───── Excerpt

National Review Online
May 12, 2009
by Tevi Troy
Does anybody still read The New York Times Magazine? If not, everyone missed a recent interview with President Obama, in which he expounds, without a TelePrompTer, on his views on health care. In general, the interview reveals a good understanding of some of the challenges facing our system, such as high costs, especially during the end-of-life period. But it also hints at some unrealistic solutions, such as “comparative-effectiveness research” to drive down costs, an independent board to make health-care decisions, and some kind of non-democratic decision-making process that doesn’t go through what he calls the “normal channels.”
The president gets the interview off to a good start, encouraging consumer participation in the decision-making process. Consumer participation is part of what’s known as “value-driven health care,” an effort to use technology and transparency to let consumers make decisions based on both cost and quality of care. Obama even mentions an effort to correct “the asymmetry of information between patient and provider.” This would let covered consumers make smart decisions that contemplate cost.
The problem is that while the Bush administration had a clear and serious belief in all four elements of value-driven health care — information about cost, information about quality, technologies to make that information transparent, and incentives to encourage consumers to use said information — it’s not at all clear that Obama does. There’s some doubt whether Obama even means the same thing that Bush did when he mentions consumer involvement.

──────────
───── Information given

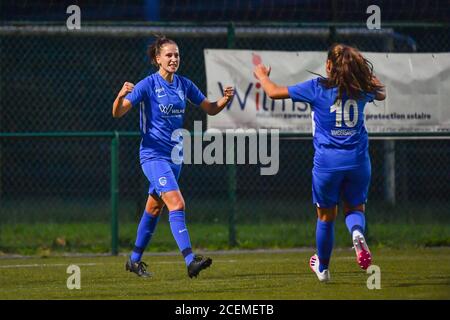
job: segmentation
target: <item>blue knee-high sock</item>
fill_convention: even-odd
[[[189,238],[189,232],[186,228],[186,220],[184,211],[176,210],[169,212],[170,229],[172,230],[173,237],[177,242],[178,248],[184,257],[184,261],[188,266],[192,260],[194,260],[194,254],[192,253],[191,239]]]
[[[153,233],[155,232],[156,225],[158,224],[159,216],[152,216],[144,211],[141,221],[139,222],[136,242],[134,244],[133,252],[131,253],[131,261],[141,261],[142,254],[147,247]]]
[[[366,218],[364,217],[364,213],[360,211],[349,212],[345,217],[345,224],[347,225],[350,234],[353,234],[353,231],[355,230],[359,230],[364,234],[366,228]]]
[[[319,271],[328,269],[334,243],[334,221],[325,222],[317,219],[316,245],[319,256]]]

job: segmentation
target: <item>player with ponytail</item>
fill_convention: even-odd
[[[357,262],[362,269],[371,264],[372,256],[364,237],[371,176],[364,107],[368,102],[386,98],[372,64],[353,47],[333,45],[328,51],[326,73],[326,78],[319,75],[286,87],[270,80],[270,68],[258,65],[254,69],[255,77],[270,98],[291,98],[311,105],[315,150],[312,194],[318,219],[317,254],[309,264],[320,281],[330,280],[334,221],[341,194]]]

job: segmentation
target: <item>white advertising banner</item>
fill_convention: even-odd
[[[231,85],[235,96],[208,128],[278,128],[310,133],[311,108],[291,99],[271,100],[253,76],[259,63],[272,67],[271,79],[293,85],[325,75],[326,52],[212,50],[205,52],[207,95],[215,101]],[[385,101],[365,109],[369,132],[450,132],[450,53],[364,53],[386,85]]]

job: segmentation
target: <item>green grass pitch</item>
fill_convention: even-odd
[[[450,299],[450,248],[372,250],[381,289],[367,288],[350,249],[333,253],[331,282],[308,267],[312,249],[208,252],[211,268],[189,279],[177,254],[144,256],[152,278],[125,272],[126,256],[1,258],[0,299]],[[69,290],[67,267],[78,265],[81,288]]]

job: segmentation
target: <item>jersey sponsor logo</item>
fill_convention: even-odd
[[[156,96],[158,98],[162,98],[162,97],[165,97],[167,95],[166,91],[164,90],[164,88],[155,88],[155,93],[156,93]]]
[[[164,114],[169,114],[172,111],[173,108],[173,104],[169,104],[169,105],[163,105],[163,104],[159,104],[159,110],[164,113]]]
[[[167,178],[166,177],[161,177],[159,178],[159,184],[162,185],[163,187],[167,184]]]
[[[184,101],[184,92],[183,92],[183,90],[178,90],[177,93],[178,93],[178,96],[180,97],[181,101]]]

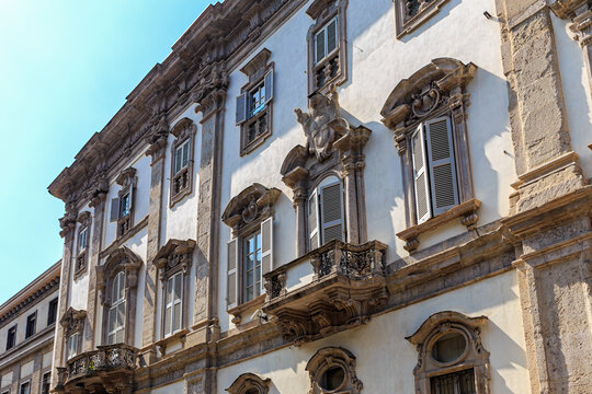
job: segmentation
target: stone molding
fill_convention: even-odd
[[[257,394],[267,394],[271,379],[260,378],[254,373],[243,373],[238,376],[226,391],[230,394],[251,394],[252,390]]]

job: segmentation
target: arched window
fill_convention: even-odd
[[[489,393],[489,351],[483,349],[480,337],[480,327],[486,323],[485,316],[440,312],[406,338],[419,351],[413,370],[418,394]]]
[[[123,246],[96,266],[96,287],[103,305],[103,344],[134,344],[136,287],[141,259]]]
[[[111,286],[107,345],[119,344],[125,339],[125,273],[118,273]]]

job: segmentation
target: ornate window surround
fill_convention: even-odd
[[[183,200],[185,196],[190,195],[193,190],[193,167],[195,162],[195,136],[197,134],[197,126],[190,118],[183,118],[179,120],[171,130],[171,135],[175,140],[171,146],[171,184],[170,184],[170,201],[169,207],[172,208],[177,202]],[[174,173],[175,166],[175,151],[179,147],[183,146],[189,140],[189,163],[185,167],[181,169],[179,173]],[[181,187],[179,192],[174,192],[174,185],[185,179],[185,187]]]
[[[274,62],[269,62],[271,51],[267,48],[261,49],[240,71],[249,77],[249,82],[241,89],[241,95],[237,99],[237,123],[240,124],[240,155],[246,155],[254,151],[260,147],[269,137],[273,130],[273,90],[274,90]],[[269,77],[271,76],[271,77]],[[262,109],[255,114],[249,114],[250,107],[250,92],[257,86],[263,84],[265,90],[265,104]],[[270,86],[271,84],[271,86]],[[267,93],[271,96],[267,96]],[[239,120],[239,99],[243,97],[244,105],[244,120]],[[249,115],[247,115],[249,114]],[[249,140],[249,131],[254,128],[255,136],[252,140]]]
[[[160,348],[161,355],[167,351],[167,345],[175,339],[183,340],[184,336],[189,333],[189,303],[190,299],[190,279],[191,279],[191,266],[193,263],[193,251],[195,250],[196,242],[194,240],[169,240],[164,246],[158,251],[155,256],[155,266],[158,268],[160,287],[161,287],[161,325],[160,336],[161,340],[156,345]],[[181,327],[177,332],[171,333],[169,336],[164,333],[164,314],[166,314],[166,293],[167,282],[174,275],[181,273],[183,276],[181,286]]]
[[[343,380],[337,387],[323,387],[323,375],[329,370],[334,369],[343,371]],[[350,350],[341,347],[326,347],[318,350],[306,364],[306,370],[310,378],[311,389],[308,392],[309,394],[358,394],[364,387],[355,374],[355,356]]]
[[[348,80],[348,39],[345,11],[348,0],[315,0],[306,10],[308,16],[315,21],[307,33],[308,45],[308,96],[314,93],[327,93],[331,84],[340,85]],[[321,61],[315,63],[315,35],[332,19],[338,18],[338,47],[327,54]],[[338,70],[334,71],[333,68]],[[325,77],[322,85],[318,85],[317,76]],[[331,74],[333,74],[331,77]]]
[[[89,248],[90,248],[90,232],[91,232],[91,222],[92,217],[89,211],[83,211],[78,215],[78,222],[80,225],[78,227],[78,236],[76,237],[76,259],[75,259],[75,269],[73,269],[73,278],[75,280],[80,278],[86,271],[89,264]],[[86,234],[86,242],[87,246],[83,250],[80,250],[80,234],[83,231],[87,231]]]
[[[134,344],[136,322],[136,288],[138,286],[138,271],[141,267],[141,258],[127,246],[113,251],[103,265],[96,266],[96,288],[99,289],[101,304],[103,306],[103,322],[109,320],[111,305],[111,288],[113,279],[123,271],[125,274],[125,344]],[[106,325],[105,325],[106,327]],[[107,344],[107,331],[103,329],[102,343]]]
[[[394,131],[401,159],[406,204],[407,229],[397,233],[406,241],[405,248],[413,253],[419,246],[418,237],[455,218],[473,230],[481,202],[475,198],[467,136],[469,96],[466,86],[473,80],[477,66],[459,60],[439,58],[421,68],[410,78],[400,81],[388,96],[380,114],[383,123]],[[420,124],[448,116],[452,124],[455,151],[456,179],[459,204],[448,211],[418,223],[411,138]]]
[[[307,136],[306,147],[294,147],[282,164],[282,181],[294,190],[296,209],[297,256],[308,251],[307,207],[310,194],[322,179],[334,175],[344,190],[344,242],[366,242],[366,208],[364,187],[364,146],[372,131],[353,127],[340,116],[335,85],[327,95],[315,93],[309,100],[310,112],[296,108],[296,117]],[[323,119],[322,124],[311,119]]]
[[[474,369],[477,394],[489,394],[489,351],[483,349],[480,328],[487,323],[486,316],[468,317],[462,313],[439,312],[425,320],[418,331],[406,337],[418,349],[418,364],[413,369],[418,394],[430,394],[430,378]],[[432,347],[446,334],[460,334],[466,348],[459,358],[451,362],[440,362],[432,356]]]
[[[250,394],[252,391],[257,392],[257,394],[267,394],[270,383],[271,379],[269,378],[262,379],[254,373],[243,373],[226,391],[230,394]]]
[[[448,0],[395,0],[395,21],[397,38],[413,32],[423,23],[434,16]],[[417,11],[410,14],[408,10],[417,7]]]
[[[228,290],[235,289],[235,299],[231,293],[228,293],[227,305],[228,313],[234,315],[232,323],[240,324],[241,314],[248,310],[258,305],[262,305],[265,301],[265,292],[261,291],[261,294],[251,301],[243,301],[243,242],[244,240],[257,231],[263,230],[263,224],[270,225],[270,247],[273,250],[273,206],[281,192],[277,188],[267,188],[261,184],[252,184],[243,189],[236,197],[234,197],[223,213],[223,221],[231,229],[232,240],[228,243],[229,253],[236,251],[236,266],[235,270],[230,267],[228,269]],[[262,231],[263,232],[263,231]],[[262,234],[262,240],[263,240]],[[235,248],[236,247],[236,248]],[[261,275],[273,269],[273,252],[270,251],[269,263],[261,262]],[[262,258],[263,259],[263,258]],[[230,263],[230,256],[228,258]],[[263,283],[263,279],[261,279]]]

──────────

* What is needed: List each of the four elements of value-driven health care that the column says the Bush administration believed in. The rows come from a different source than the column.

* Answer to the exercise:
- Information about cost
- Information about quality
- Technologies to make that information transparent
- Incentives to encourage consumers to use said information